*Texto fornecido*
┌──
Já o vereador da situação, Paulo Frange (PTB), relator do projeto substitutivo, é contrário a proposta. “Não gostaria que a Prefeitura pagasse para fazer calçadas de bancos, supermercados, shoppings e de grandes empresas em geral. É preciso cautela, pois poderia se aprovar uma Lei que não seja exequível”.
A deputada federal Mara Gabrilli (PSDB-SP) fez coro à proposta de Matarazzo e cobrou o cumprimento do Plano Emergencial de Calçadas, feito quando ainda era titular da Secretaria Municipal da Pessoa com Deficiência e Mobilidade Reduzida (SMPED), que atribui à Prefeitura as reformas das calçadas estipuladas pelas “Rotas Estratégicas”.
“As Rotas são aquelas ruas que agregam serviços, meios de transportes públicos, hospitais, escolas, correio. Muito pouco foi reformado na gestão anterior”, aponta Gabrilli.
Todos esses projetos e reinvindicações atingem pontos centrais desse verdadeiro nó que é a construção e manutenção de calçadas em São Paulo. Nos 35 mil quilômetros de passeios públicos existentes na capital paulista, o melhor e o pior em matéria de mobilidade para pedestres se contrastam.
└──
*O que se pede*
Segundo o texto sobre as calçadas de São Paulo, quantos quilômetros de passeios públicos existem na capital paulista? A listagem abaixo não é necessária para a resolução.

*Listagem fornecida*
┌──
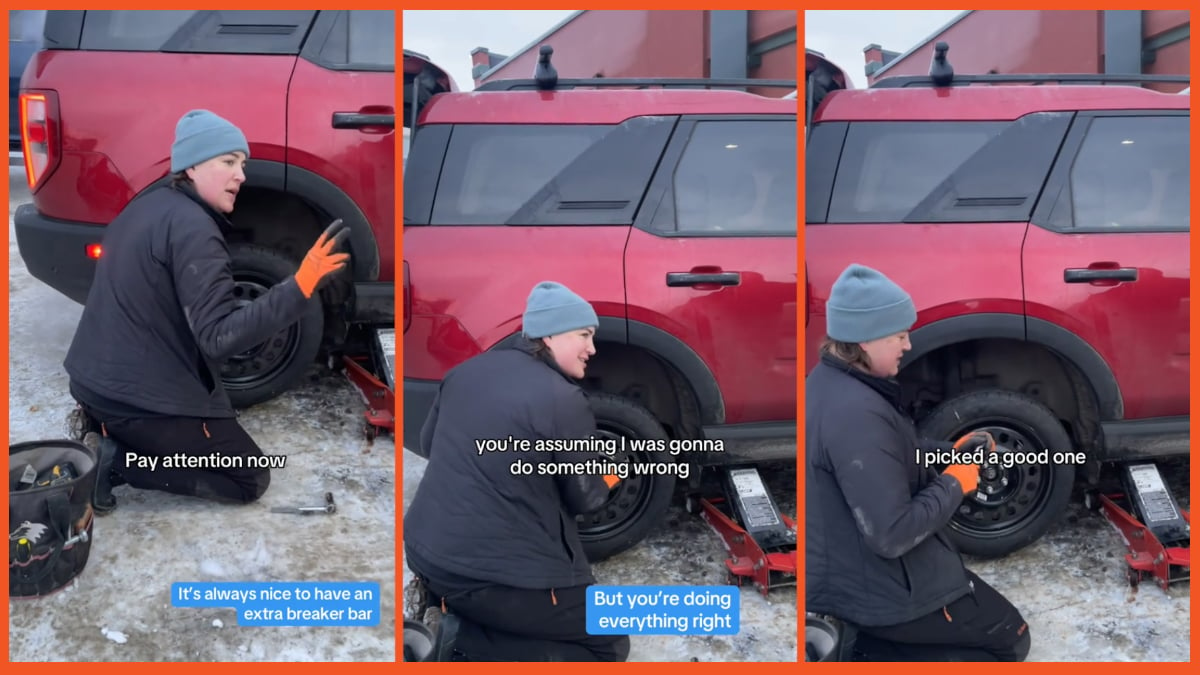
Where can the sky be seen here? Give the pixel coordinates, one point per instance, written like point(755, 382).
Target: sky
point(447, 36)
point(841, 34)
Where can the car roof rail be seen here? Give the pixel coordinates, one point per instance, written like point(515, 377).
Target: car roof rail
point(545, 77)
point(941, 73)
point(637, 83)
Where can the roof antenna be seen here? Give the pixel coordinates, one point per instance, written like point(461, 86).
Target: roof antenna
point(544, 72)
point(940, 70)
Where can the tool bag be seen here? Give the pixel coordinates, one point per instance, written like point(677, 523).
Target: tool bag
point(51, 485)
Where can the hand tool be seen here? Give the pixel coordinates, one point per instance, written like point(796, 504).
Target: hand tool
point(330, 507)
└──
*Resposta*
35 mil quilômetros.